§ **REQUIRED ACTION**: Only the lines with "pointer" in the entries below belong in the answer; please copy them.

§ **PROVIDED DATA**:
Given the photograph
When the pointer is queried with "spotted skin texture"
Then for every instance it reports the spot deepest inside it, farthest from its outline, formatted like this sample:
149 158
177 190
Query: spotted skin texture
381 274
---
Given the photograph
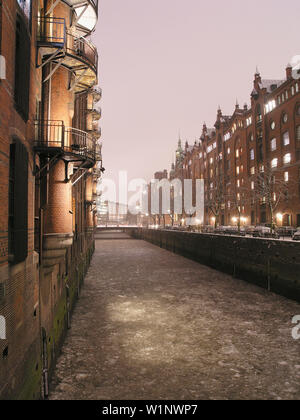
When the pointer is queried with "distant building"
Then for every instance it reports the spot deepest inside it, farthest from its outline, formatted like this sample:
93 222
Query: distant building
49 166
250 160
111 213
* * *
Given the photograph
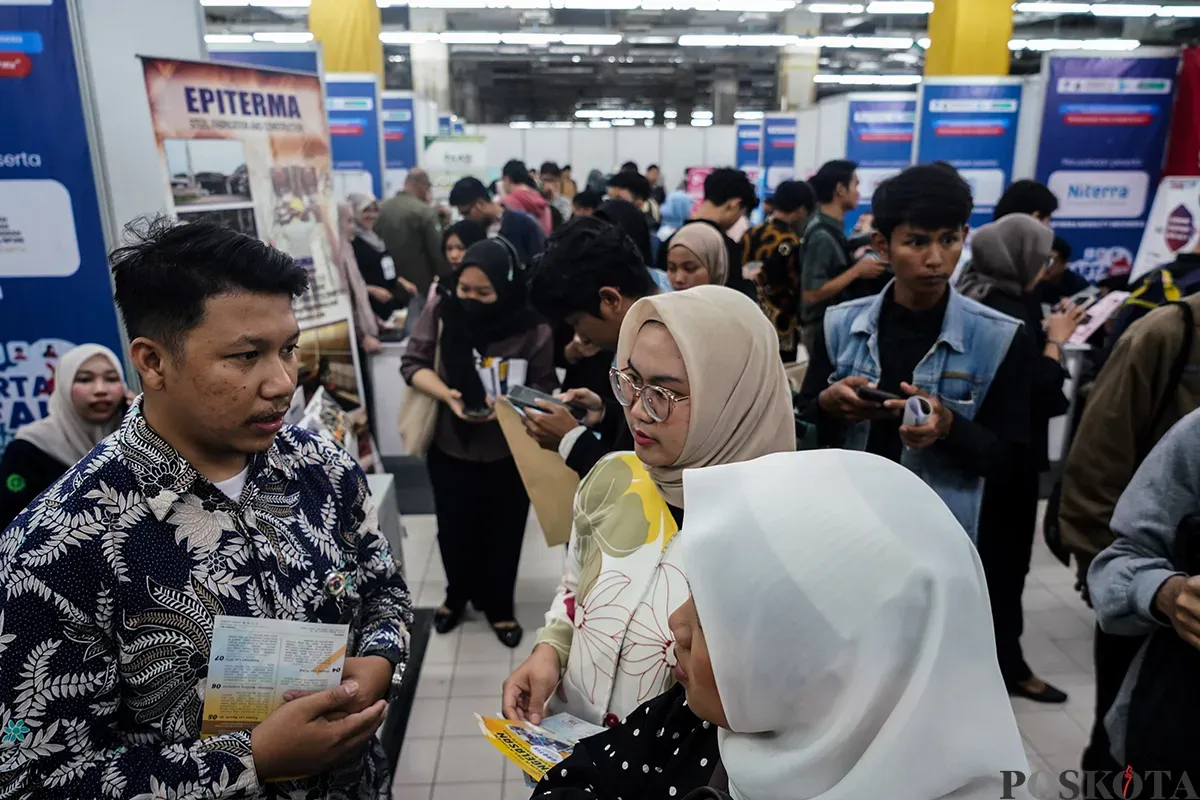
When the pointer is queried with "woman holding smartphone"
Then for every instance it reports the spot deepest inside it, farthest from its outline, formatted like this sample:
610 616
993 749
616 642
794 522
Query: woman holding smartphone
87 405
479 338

§ **RESULT FOR THIS EXERCISE**:
When the pointer is queried with "spotted skin texture"
When the pointer is queried with "distant building"
When the pointer is queried with "woman holding smartphone"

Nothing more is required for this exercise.